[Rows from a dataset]
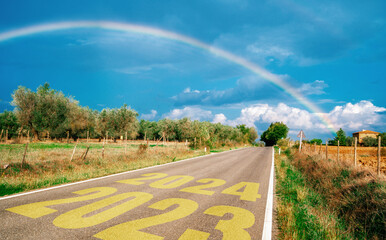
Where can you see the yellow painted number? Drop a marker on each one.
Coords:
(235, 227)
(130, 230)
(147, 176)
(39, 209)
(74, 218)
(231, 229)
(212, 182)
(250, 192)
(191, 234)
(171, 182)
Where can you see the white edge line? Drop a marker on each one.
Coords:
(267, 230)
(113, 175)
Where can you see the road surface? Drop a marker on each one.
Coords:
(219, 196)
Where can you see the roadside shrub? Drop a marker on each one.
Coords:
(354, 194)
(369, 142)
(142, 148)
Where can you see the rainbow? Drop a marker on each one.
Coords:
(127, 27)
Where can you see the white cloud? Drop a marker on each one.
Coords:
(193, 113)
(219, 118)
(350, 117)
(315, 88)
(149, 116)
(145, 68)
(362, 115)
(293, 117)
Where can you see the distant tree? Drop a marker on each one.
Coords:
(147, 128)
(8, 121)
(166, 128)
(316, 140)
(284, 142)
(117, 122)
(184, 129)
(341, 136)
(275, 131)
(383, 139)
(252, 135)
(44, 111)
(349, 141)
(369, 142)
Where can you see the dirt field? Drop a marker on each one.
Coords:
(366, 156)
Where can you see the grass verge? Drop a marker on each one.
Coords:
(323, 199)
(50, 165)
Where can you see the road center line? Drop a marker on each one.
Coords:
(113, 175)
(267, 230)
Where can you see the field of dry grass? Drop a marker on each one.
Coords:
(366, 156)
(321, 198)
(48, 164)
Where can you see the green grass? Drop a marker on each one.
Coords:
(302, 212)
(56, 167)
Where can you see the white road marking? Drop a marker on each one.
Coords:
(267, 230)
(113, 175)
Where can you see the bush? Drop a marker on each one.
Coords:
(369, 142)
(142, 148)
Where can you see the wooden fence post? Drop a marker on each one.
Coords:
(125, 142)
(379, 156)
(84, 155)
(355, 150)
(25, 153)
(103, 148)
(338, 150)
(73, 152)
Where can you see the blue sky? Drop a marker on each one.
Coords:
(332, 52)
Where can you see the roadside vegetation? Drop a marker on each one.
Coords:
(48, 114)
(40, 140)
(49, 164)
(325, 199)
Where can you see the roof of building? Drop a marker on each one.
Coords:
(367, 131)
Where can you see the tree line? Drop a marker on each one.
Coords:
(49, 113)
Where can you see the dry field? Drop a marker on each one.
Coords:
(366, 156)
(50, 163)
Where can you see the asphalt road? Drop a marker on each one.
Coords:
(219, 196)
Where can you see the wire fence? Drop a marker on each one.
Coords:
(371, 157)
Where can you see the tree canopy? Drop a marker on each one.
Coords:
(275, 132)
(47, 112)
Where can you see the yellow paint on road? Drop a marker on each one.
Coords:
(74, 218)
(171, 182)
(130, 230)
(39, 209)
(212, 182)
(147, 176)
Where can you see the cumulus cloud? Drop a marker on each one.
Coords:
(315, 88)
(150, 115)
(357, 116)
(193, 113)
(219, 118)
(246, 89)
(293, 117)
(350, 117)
==
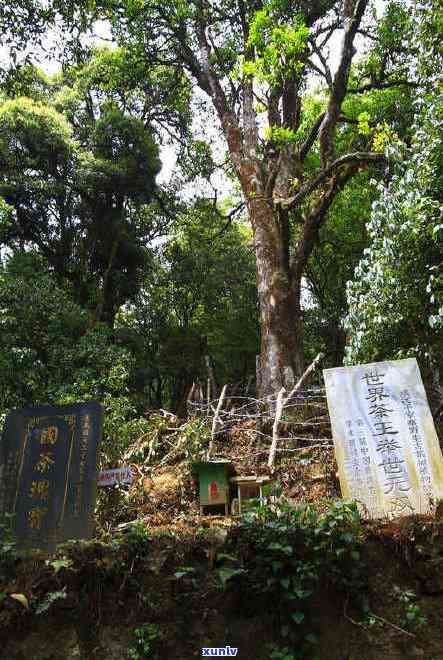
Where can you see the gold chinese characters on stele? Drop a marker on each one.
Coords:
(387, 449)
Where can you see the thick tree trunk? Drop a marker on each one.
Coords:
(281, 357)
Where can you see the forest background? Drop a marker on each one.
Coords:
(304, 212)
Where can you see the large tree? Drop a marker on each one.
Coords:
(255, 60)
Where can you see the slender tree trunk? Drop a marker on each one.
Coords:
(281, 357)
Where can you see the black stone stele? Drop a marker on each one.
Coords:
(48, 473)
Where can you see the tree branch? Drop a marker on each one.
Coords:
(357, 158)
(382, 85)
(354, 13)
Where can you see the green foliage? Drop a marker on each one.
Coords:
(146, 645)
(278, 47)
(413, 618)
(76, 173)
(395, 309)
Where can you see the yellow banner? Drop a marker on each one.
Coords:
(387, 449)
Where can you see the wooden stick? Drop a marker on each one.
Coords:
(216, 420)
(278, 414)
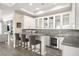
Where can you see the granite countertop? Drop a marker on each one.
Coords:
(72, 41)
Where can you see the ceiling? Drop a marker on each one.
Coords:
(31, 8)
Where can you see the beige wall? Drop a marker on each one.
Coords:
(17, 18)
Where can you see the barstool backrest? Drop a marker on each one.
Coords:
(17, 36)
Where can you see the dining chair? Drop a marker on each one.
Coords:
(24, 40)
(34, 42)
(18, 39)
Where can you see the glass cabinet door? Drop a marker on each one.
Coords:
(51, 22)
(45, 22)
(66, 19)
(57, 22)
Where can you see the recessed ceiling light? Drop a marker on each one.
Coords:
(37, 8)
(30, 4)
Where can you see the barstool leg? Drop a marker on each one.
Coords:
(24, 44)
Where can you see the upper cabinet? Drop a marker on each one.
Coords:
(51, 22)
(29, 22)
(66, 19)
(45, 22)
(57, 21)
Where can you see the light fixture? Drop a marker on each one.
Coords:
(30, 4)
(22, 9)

**Aim of the exercise:** Filter the data above, keeping every line that contains the word "white". Case counts.

**Result:**
Where can you see the white edge line? Drop a marker on each one.
Where can you see the white cloud? Drop a marker on each one.
Where can you see the white road marking? Drop a marker on each one.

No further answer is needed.